Extrait du texte -
______

La « fatigue de la guerre » commence à apparaître parmi les peuples, notamment dans les différents pays de l’UE. Ce n’est pas les Russes qui le disent, mais les dirigeants européens. Ceux-ci s’en inquiètent de plus en plus. Car le soutien « sans faille et inconditionnel » à Kiev, « aussi longtemps qu’il sera nécessaire », est l’un des principaux credos de Bruxelles.

Coût de l’énergie, manque à gagner en exportations, baisse du niveau de vie : même si beaucoup de citoyens sont loin de mesurer l’ampleur du lien entre les sanctions anti-russes et leurs conséquences économiques et sociales en Europe, l’hostilité au coût de la guerre se fait jour.

Le dernier signe en date remonte au 30 septembre, lorsque les électeurs slovaques ont assuré une large victoire à l’opposant Robert Fico, un ancien premier ministre social-démocrate. Ce scénario était celui redouté par Bruxelles puisque M. Fico avait mis au cœur de sa campagne l’arrêt des livraisons d’armes à Kiev et le refus de nouvelles sanctions. Après le chef du gouvernement hongrois, un nouveau dirigeant qualifié de « pro-russe » (une étiquette qu’il conteste) devrait donc siéger au Conseil européen, suite au verdict des citoyens slovaques.

______

Données extraites -
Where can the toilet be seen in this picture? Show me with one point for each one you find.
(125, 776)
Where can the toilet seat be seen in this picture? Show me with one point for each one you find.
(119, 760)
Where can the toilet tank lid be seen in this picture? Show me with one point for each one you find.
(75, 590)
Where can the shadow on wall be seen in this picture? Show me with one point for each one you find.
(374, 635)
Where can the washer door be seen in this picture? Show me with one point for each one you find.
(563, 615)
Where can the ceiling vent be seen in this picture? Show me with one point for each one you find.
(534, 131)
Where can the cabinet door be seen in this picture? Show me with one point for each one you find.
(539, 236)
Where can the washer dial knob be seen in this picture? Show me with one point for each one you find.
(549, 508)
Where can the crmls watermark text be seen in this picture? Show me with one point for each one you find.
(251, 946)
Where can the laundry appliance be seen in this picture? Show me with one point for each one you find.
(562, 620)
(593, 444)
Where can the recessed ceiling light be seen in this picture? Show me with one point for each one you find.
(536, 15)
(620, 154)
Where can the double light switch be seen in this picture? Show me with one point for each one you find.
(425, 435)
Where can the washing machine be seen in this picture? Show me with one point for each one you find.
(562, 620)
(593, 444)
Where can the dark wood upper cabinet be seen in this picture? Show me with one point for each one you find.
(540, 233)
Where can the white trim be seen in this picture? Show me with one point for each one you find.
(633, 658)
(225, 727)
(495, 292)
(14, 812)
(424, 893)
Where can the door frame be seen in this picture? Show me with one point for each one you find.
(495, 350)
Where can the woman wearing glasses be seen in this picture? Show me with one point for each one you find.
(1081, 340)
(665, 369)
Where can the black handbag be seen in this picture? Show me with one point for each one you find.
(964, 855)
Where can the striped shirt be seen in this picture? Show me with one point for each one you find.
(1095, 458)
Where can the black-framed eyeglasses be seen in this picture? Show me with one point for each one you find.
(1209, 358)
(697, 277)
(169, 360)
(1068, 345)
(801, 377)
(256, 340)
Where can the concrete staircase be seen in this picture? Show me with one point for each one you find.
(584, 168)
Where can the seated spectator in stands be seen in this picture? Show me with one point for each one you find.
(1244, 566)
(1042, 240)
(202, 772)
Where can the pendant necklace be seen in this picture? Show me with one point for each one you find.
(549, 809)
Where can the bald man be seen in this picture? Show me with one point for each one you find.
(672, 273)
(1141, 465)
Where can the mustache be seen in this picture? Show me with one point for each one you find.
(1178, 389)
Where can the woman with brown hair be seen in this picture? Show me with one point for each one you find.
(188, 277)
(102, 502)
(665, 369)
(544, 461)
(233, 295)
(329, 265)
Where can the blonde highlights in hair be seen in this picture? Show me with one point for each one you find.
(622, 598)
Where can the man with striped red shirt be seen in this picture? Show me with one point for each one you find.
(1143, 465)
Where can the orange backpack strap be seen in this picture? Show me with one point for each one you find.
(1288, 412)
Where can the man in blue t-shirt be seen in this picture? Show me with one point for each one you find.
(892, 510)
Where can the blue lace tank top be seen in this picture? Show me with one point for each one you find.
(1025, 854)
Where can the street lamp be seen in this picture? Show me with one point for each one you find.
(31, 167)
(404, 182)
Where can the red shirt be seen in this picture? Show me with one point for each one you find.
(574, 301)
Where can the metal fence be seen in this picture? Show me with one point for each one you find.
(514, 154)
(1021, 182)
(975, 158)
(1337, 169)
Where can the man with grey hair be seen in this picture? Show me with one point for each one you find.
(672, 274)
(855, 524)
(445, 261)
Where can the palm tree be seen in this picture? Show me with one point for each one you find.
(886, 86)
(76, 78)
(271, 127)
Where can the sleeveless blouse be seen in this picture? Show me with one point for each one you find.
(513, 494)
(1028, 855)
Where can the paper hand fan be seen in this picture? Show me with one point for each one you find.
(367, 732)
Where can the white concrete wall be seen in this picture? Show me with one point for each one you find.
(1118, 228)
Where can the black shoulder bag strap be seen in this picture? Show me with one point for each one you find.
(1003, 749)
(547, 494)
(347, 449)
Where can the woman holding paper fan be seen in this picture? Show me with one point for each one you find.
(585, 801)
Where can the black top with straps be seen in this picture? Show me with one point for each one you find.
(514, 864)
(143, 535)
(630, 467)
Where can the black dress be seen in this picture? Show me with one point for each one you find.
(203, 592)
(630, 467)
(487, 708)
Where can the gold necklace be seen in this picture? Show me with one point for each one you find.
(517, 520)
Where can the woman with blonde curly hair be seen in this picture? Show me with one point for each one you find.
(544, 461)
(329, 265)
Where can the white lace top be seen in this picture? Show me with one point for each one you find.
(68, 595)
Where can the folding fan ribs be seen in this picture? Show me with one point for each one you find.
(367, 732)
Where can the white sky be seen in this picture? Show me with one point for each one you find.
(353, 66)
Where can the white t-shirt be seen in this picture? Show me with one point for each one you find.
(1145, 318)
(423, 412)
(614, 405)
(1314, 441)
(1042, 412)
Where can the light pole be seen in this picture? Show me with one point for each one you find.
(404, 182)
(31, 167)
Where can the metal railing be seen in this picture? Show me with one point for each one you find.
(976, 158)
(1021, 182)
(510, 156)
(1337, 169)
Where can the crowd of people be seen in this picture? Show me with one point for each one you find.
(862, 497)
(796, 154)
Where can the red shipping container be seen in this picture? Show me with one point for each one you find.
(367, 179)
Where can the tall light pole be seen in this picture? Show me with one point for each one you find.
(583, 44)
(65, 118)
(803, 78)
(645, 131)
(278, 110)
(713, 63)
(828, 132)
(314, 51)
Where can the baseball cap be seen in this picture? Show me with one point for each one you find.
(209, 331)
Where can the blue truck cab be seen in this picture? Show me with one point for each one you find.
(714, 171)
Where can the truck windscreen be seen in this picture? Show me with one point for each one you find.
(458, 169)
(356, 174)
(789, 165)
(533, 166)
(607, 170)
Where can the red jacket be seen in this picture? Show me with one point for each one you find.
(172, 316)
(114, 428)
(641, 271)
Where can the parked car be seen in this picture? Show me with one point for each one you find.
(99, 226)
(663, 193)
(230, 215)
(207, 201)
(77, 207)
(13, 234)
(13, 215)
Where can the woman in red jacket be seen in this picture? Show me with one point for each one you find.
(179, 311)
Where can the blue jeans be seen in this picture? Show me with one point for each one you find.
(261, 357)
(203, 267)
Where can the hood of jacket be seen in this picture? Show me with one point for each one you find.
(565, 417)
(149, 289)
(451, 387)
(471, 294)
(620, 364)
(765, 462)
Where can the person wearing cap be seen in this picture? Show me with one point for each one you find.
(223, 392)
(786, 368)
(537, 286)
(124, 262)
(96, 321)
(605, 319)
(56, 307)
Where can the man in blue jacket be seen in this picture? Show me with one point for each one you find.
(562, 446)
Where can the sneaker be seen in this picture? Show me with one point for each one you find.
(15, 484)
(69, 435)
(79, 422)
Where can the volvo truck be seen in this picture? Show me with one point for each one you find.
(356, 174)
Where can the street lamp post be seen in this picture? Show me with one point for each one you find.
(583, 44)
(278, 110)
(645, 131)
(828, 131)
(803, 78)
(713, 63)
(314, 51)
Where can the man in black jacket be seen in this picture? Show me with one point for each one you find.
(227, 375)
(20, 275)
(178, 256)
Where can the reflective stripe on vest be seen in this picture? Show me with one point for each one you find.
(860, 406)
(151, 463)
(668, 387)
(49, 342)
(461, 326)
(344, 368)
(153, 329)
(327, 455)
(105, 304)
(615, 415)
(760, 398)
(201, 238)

______

Consignes -
[1] Répondez à ces questions d'après le texte sur la fatigue de la guerre :
(a) Selon le texte, qui évoque la « fatigue de la guerre » parmi les peuples ?
(b) À quelle date remonte le dernier signe en date de cette fatigue ?
(c) Quelles mesures Robert Fico avait-il mises au cœur de sa campagne ?
[2] Recopiez tout le passage du texte sur la fatigue de la guerre, depuis « Le dernier signe » jusqu'à « des citoyens slovaques. ».
[3] Prolongez le texte sur la fatigue de la guerre en reprenant après sa dernière phrase.

Corrigé -
[1]
(a) Les dirigeants européens.
(b) Au 30 septembre.
(c) L'arrêt des livraisons d'armes à Kiev et le refus de nouvelles sanctions.

[2]
Le dernier signe en date remonte au 30 septembre, lorsque les électeurs slovaques ont assuré une large victoire à l’opposant Robert Fico, un ancien premier ministre social-démocrate. Ce scénario était celui redouté par Bruxelles puisque M. Fico avait mis au cœur de sa campagne l’arrêt des livraisons d’armes à Kiev et le refus de nouvelles sanctions. Après le chef du gouvernement hongrois, un nouveau dirigeant qualifié de « pro-russe » (une étiquette qu’il conteste) devrait donc siéger au Conseil européen, suite au verdict des citoyens slovaques.

[3]
Quant aux dirigeants polonais, qui furent pourtant dès le début les soutiens les plus acharnés à l’Ukraine, ils se sont désormais fâchés avec Volodymyr Zelensky. La querelle a pour point de départ la concurrence des céréales et autres produits agricoles ukrainiens qui menace de ruiner de nombreux producteurs polonais. Varsovie a donc bloqué l’arrivée de ces denrées ; l’affrontement s’est envenimé au point de stopper les livraisons d’armes polonaises. La proximité des élections dans ce pays, prévues pour le 15 octobre, a poussé le gouvernement à privilégier – pour l’instant du moins – les intérêts nationaux. Et illustre donc ladite « fatigue de la guerre » au sein de l’électorat.

« Au fil du temps, l’opinion publique s’est détachée de la guerre car elle a coïncidé avec une hausse de l’inflation et des crises industrielles et de production »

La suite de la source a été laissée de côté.